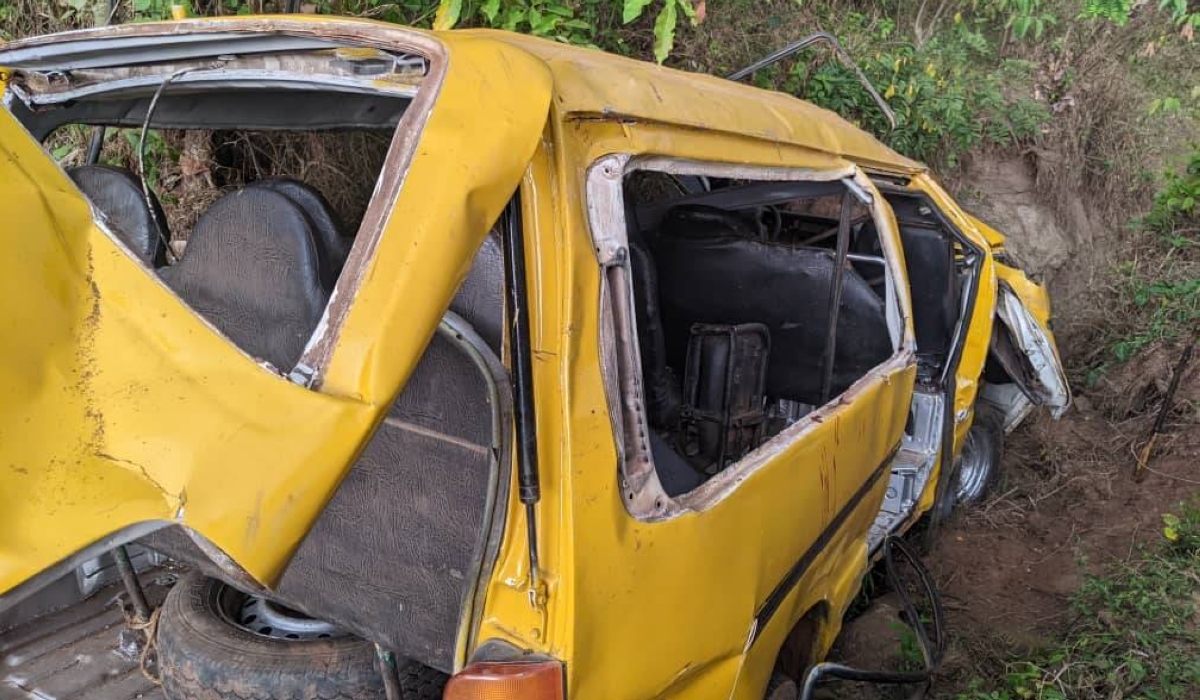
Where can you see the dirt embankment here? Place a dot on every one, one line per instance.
(1067, 504)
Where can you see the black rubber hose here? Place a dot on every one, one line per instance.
(930, 650)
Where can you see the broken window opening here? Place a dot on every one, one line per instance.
(262, 167)
(741, 310)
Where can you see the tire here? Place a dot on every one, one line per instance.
(204, 654)
(979, 461)
(780, 687)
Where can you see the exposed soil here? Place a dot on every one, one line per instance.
(1068, 506)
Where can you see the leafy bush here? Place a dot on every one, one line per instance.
(945, 100)
(1134, 633)
(558, 19)
(1175, 214)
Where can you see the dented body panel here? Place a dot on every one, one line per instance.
(129, 412)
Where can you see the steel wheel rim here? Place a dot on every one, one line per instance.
(268, 618)
(975, 467)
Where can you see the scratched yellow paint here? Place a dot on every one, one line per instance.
(123, 407)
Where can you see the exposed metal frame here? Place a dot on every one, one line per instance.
(946, 382)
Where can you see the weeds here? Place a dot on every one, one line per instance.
(1137, 634)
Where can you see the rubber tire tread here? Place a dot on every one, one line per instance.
(991, 420)
(202, 656)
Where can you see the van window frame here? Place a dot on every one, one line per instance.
(641, 490)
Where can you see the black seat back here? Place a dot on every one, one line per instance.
(118, 195)
(709, 273)
(252, 269)
(334, 245)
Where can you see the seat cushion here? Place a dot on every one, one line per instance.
(252, 269)
(118, 195)
(709, 277)
(334, 245)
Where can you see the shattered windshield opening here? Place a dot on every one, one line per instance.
(243, 178)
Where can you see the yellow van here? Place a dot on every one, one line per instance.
(613, 392)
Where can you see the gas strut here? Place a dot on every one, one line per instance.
(931, 651)
(528, 480)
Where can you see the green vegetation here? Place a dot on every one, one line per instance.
(1101, 97)
(1161, 291)
(948, 93)
(1135, 633)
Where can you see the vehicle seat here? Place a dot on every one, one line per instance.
(709, 271)
(334, 245)
(252, 268)
(118, 195)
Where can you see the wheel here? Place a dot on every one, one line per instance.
(978, 464)
(216, 642)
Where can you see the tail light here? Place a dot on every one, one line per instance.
(507, 681)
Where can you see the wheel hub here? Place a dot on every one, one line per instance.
(270, 618)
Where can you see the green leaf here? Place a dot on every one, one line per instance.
(664, 31)
(448, 13)
(490, 10)
(689, 11)
(633, 10)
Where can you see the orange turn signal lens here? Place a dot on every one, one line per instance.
(507, 681)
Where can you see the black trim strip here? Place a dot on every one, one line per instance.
(801, 567)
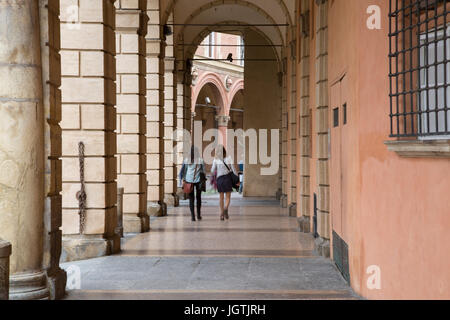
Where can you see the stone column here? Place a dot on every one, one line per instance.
(170, 111)
(51, 79)
(180, 138)
(131, 28)
(155, 113)
(5, 252)
(305, 122)
(89, 117)
(323, 198)
(292, 128)
(284, 138)
(222, 124)
(22, 147)
(119, 228)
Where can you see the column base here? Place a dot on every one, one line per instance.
(172, 200)
(293, 210)
(278, 195)
(304, 224)
(81, 247)
(133, 223)
(119, 231)
(283, 201)
(154, 209)
(56, 284)
(29, 286)
(322, 247)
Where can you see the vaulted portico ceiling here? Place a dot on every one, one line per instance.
(281, 10)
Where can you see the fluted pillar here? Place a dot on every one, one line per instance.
(22, 147)
(5, 252)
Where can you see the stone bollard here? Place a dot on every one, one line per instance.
(119, 228)
(5, 252)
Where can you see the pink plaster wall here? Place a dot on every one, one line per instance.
(398, 212)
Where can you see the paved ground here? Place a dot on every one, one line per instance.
(257, 254)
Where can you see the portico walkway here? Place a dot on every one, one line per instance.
(257, 254)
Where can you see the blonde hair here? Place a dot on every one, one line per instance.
(220, 152)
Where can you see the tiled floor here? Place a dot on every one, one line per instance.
(257, 254)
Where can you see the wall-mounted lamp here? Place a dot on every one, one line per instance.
(167, 30)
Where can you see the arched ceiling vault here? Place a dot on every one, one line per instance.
(245, 12)
(283, 11)
(222, 10)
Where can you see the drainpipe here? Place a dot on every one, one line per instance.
(5, 252)
(119, 228)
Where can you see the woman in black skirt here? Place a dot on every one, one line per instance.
(223, 166)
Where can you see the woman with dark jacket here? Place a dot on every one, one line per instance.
(191, 173)
(222, 167)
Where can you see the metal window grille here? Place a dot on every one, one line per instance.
(419, 68)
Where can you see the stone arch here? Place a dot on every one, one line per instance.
(245, 4)
(216, 81)
(171, 7)
(190, 52)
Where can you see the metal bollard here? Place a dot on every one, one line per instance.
(119, 228)
(5, 252)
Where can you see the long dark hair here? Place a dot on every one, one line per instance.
(194, 154)
(221, 152)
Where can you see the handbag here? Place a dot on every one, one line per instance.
(202, 182)
(234, 178)
(188, 187)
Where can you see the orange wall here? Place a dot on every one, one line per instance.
(398, 209)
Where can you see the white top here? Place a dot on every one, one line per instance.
(219, 166)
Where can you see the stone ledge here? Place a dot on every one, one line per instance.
(322, 247)
(420, 148)
(304, 224)
(82, 247)
(5, 249)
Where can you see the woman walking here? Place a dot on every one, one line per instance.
(191, 174)
(223, 167)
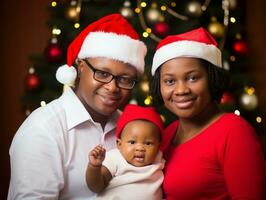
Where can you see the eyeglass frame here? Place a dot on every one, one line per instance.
(112, 76)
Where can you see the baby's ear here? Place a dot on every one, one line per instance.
(118, 143)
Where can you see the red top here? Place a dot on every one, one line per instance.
(224, 161)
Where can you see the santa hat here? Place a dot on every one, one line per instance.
(110, 37)
(134, 112)
(197, 43)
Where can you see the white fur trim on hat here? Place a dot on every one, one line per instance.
(187, 48)
(66, 75)
(114, 46)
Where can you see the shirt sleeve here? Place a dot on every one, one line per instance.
(243, 162)
(36, 165)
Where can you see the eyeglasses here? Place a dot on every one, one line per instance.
(106, 77)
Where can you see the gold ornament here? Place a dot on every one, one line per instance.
(126, 11)
(154, 15)
(194, 9)
(232, 4)
(216, 29)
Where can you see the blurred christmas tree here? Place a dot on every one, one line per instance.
(225, 20)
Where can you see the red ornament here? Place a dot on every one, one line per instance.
(53, 52)
(32, 82)
(240, 47)
(161, 28)
(227, 98)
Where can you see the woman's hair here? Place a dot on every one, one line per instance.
(218, 82)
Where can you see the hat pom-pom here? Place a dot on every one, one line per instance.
(66, 75)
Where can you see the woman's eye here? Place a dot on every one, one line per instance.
(124, 80)
(131, 142)
(103, 74)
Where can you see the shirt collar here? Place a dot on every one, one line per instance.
(74, 109)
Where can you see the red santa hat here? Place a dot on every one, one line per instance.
(134, 112)
(197, 43)
(110, 37)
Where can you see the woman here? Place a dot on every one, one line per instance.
(209, 154)
(49, 151)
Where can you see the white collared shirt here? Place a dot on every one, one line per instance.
(49, 153)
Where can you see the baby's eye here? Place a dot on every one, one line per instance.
(169, 81)
(192, 78)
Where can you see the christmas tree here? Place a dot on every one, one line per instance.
(153, 20)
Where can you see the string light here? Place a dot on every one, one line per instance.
(145, 34)
(232, 58)
(237, 112)
(143, 4)
(163, 8)
(43, 103)
(163, 118)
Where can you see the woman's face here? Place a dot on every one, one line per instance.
(184, 87)
(102, 99)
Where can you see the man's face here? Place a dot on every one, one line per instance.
(139, 142)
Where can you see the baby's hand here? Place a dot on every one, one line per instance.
(96, 156)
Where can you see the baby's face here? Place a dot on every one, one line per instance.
(139, 142)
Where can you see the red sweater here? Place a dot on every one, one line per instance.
(224, 161)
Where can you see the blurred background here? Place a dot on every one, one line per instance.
(35, 36)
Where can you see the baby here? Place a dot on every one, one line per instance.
(134, 169)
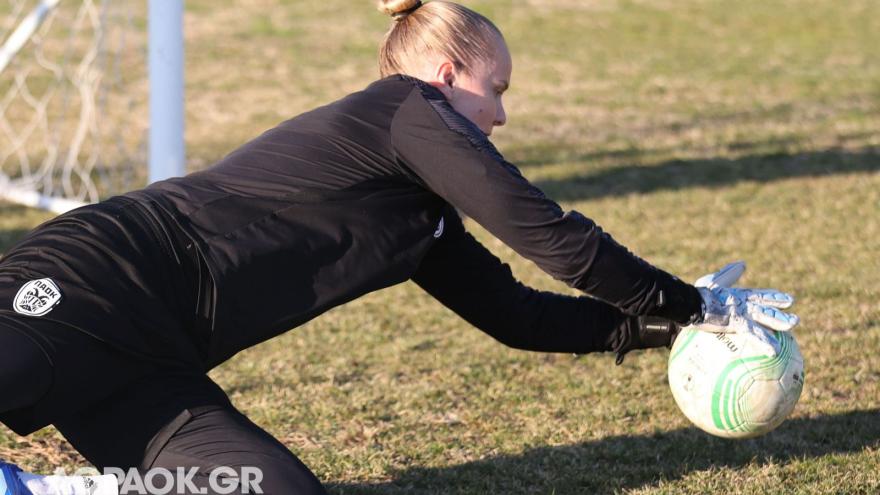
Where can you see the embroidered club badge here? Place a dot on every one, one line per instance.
(37, 297)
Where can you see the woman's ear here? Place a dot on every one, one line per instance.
(444, 78)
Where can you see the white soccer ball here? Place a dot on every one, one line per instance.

——————————

(The problem): Copy the listing word for word, from the line containing "Where can you see the woman's ear" through the end of the listing.

(Task solution):
Where can you see the woman's ear here? Place a dot on every one, one line per instance.
(444, 78)
Where can you see the white soccer ball here? Place a dot on every one, one line per instance.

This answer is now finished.